El camino adoptado por este trabajo avanza en la segunda línea de elaboración teórica sobre la representación de la Revolución Rusa como evento revolucionario. Lo que está en cuestión en este momento centenario de la RR es, justamente, qué representaciones están en disputa en la producción de discursos sobre ella.

Con la meta de aportar elementos para una reflexión este trabajo sigue la siguiente secuencia: la primera sección elabora la concepción de “evento histórico-filosófico” que, según mi criterio, es pertinente para el asunto general de las revolución en las representaciones históricas y de la RR en particular; la segunda sección evalúa las estrategias de argumentación en las representaciones alternativas de la RR en la perspectiva de una asunción de su complejidad, la que se encuentra socavada por su unilateralización. Respecto de esta última posibilidad, por razones nada paradójicas, convergen tanto las representaciones apologéticas como condenatorias del evento.
::::::::
Sustituye "centenario" por "conmemorativo" y transcribe el fragmento del texto base que comienza en "El camino adoptado" y termina en "discursos sobre ella.". Para resolver, apóyate únicamente en el texto base.

Material de origen:
::::::::
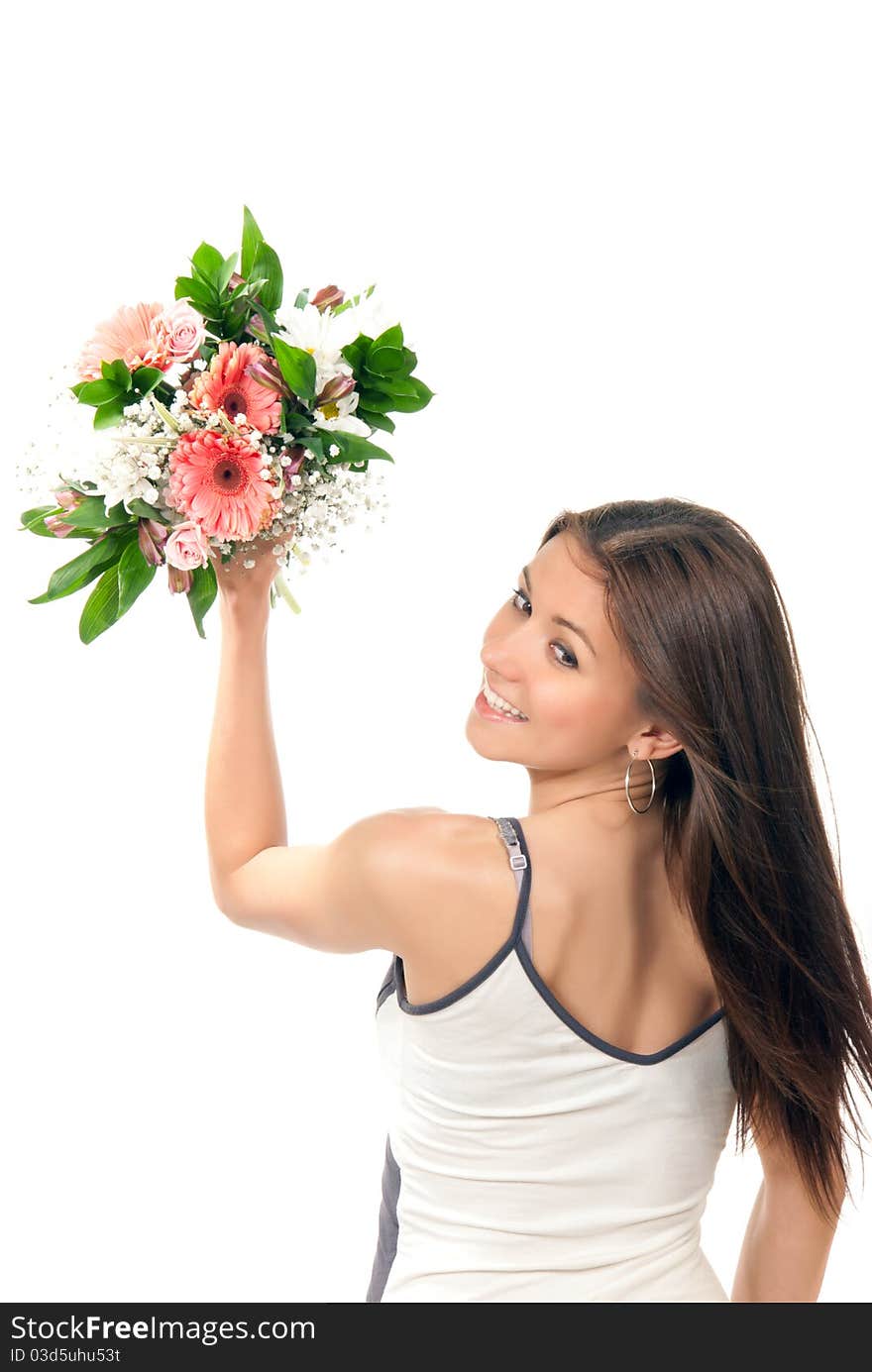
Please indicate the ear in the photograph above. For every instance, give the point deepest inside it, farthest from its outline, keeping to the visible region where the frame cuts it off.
(655, 744)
::::::::
En respuesta:
El camino adoptado por este trabajo avanza en la segunda línea de elaboración teórica sobre la representación de la Revolución Rusa como evento revolucionario. Lo que está en cuestión en este momento conmemorativo de la RR es, justamente, qué representaciones están en disputa en la producción de discursos sobre ella.